-- BEGIN INFORMATION PROVIDED --

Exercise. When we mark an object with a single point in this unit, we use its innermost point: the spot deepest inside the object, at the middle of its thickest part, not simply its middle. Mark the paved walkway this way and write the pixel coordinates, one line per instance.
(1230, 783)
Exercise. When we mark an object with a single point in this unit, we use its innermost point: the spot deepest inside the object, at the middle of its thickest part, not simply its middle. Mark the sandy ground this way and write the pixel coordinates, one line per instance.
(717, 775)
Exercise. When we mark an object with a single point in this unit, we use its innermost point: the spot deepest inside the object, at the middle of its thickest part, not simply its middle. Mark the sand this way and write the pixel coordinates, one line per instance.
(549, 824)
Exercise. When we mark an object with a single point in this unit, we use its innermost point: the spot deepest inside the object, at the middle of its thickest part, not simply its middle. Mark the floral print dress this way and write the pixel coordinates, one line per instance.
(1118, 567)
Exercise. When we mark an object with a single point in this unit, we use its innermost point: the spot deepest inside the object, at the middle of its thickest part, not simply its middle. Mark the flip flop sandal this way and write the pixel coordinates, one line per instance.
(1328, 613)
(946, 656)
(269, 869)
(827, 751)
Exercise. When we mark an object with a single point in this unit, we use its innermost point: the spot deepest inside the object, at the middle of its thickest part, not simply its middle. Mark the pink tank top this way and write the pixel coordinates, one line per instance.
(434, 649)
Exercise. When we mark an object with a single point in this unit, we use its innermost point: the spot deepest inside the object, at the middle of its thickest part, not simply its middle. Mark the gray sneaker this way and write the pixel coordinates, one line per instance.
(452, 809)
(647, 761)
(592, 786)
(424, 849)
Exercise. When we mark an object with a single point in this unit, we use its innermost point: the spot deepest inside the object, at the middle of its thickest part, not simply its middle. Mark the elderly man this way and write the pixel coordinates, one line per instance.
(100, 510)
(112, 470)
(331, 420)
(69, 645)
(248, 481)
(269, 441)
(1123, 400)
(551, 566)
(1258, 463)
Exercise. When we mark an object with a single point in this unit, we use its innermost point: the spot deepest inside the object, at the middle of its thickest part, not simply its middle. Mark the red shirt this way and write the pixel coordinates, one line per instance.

-- END INFORMATION PROVIDED --

» **WHAT YOU HAVE TO DO**
Reproduce the data above with each instance of "innermost point" changed to "deepest interior point", keeping everything else unchanged.

» **EXERCISE OUTPUT**
Exercise. When we mark an object with a single point in this unit, we use its deepest interior point: the spot deepest inside the object, at the middle of its thickest part, not simply its middle. Mark the paved walkway this way and write the pixel coordinates, one line per instance.
(1230, 783)
Exercise. When we mark an object with a single point in this unit, we use its deepest interior point: the spot deepest inside the object, at the middle of its thickest part, not simply its middle. Mark the sandy ground this way and write the pixel coordinates, one line per instance.
(717, 775)
Exercise. When we mark an object with a single point in this unit, we use its deepest interior point: the spot deepest inside the object, at the middle of its thickest part, not simply its middle. Mark the sand this way and write the pixel coordinates, one line per instance.
(549, 824)
Exercise. When we mark an object with a single point in this unit, we use its deepest interior point: the spot deepest inside the object, at the middle of its thickest part, not simply its middle. Mark the floral print dress this way and write the pixel coordinates, one line per instance.
(1118, 567)
Exercise. When we mark an object with a single point in this unit, we use its deepest interior point: the spot deepest inside the object, at the middle of its thickest part, not simply its middle. Mark the flip flop sandal this way and write the pixel coordinates, one line per instance.
(1328, 613)
(946, 656)
(269, 869)
(827, 751)
Exercise. When we mark an object with a single point in this unit, we use its deepest interior point: the spot deepest inside the object, at the middle of its thickest part, not simply its middle. Mark the pink tank top this way and write the pixel coordinates, one line per instance.
(434, 649)
Exercise. When we mark an object with a single point in this unit, we use its deepest interior point: the spot deepest inside the object, at the middle of its thickest part, not simply its middle. Mark the gray sneaker this way and write the pixel coordinates, one line per instance.
(452, 809)
(647, 761)
(592, 786)
(424, 849)
Exercise. When we mark an object with a single point in this unit, we use its deepest interior point: the spot deepest inside the object, at the middle of its thickest part, not simply its middle. Mark the elderly man this way and write the pixel coordinates, one line per instance.
(100, 510)
(112, 470)
(331, 420)
(69, 645)
(248, 481)
(269, 441)
(1123, 400)
(551, 566)
(1258, 463)
Exercise. When we mark an object with a single point in this unit, we use its deepest interior point: the spot deepest inside the object, at the middle of its thickest part, not simply its middle. Mark the red shirt this way and write the pixel coordinates, one line per instance.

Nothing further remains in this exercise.